### Texte à lire
======

Leur pouvoir de résistance au froid est vraiment merveilleux et il n'est pas rare de les trouver en train de camper au milieu de la neige sous de légères tentes de toile, par une température de vingt-cinq ou trente degrés au-dessous de zéro1, mais l'hiver, ils cherchent généralement le couvert des forêts qui leur procurent du combustible pour leurs feux et abondent en gibier.

La race Romani est naturellement peut-être la plus belle du monde et parmi les enfants des Zingani de Russie on peut trouver fréquemment des visages qui en bonne justice mériteraient le crayon d'un second Murillo; mais l'exposition aux rayons d'un soleil brûlant, la morsure du gel et les assauts impitoyables de la neige ou du grésil détruisent leur beauté à un âge précoce. Et si dans l'enfance, ils sont remarquablement beaux 2, leur laideur à un âge avancé ne l'est pas moins, car alors, elle en est répugnante et même épouvantable. Même si je pouvais vivre encore cent ans, je n'effacerais pas de ma mémoire l'aspect d'un vieil ataman tsigane (Capitaine des Tsiganes)3 et de son petit-fils qui s'approchèrent de moi dans une prairie près de Novo Gorod, où se trouve le campement d'une nombreuse tribu. Le garçon avait un physique et un visage qui aurait pu lui permettre de représenter Astyanax, et Hector de Troie l'aurait serré contre sa poitrine en étant fier de lui 4 ; mais le vieil homme était peut-être comme une de ces figures à laquelle Milton fait allusion, mais que l'on peut seulement décrire comme exécrable - il ne parvint pas, à l'exception de la flèche et de la couronne de royale, à représenter le monstre qui s'opposait aux progrès de Lucifer, se précipitant les bras enflammés et dans sa gloire infernale vers la sortie de sa prison diabolique.5

Mais quand on parle des Gypsies de Russie, ceux de Moscou ne doivent pas être passés sous silence. La situation à laquelle ils sont parvenus dans la société de cette ville des plus remarquables est bien au-dessus de la sphère dans laquelle le reste de leur race évolue, ce que l'on peut considérer comme un phénomène dans l'histoire gypsy et sur ce point, on est en droit de faire une mention particulière.

======

### Extrait de données
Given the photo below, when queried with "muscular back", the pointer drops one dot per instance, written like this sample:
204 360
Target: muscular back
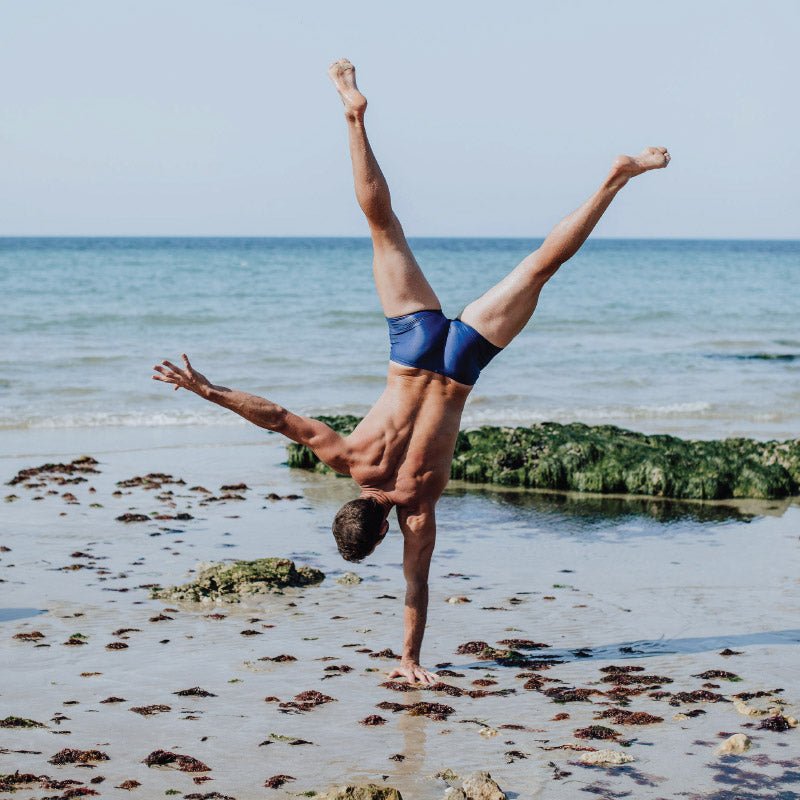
404 446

======

### Exercice
Relevez tous les noms de lieux (pays, villes) cités dans le texte à lire, en ne notant chacun qu'une fois.

### Corrigé
Russie, Novo Gorod, Troie, Moscou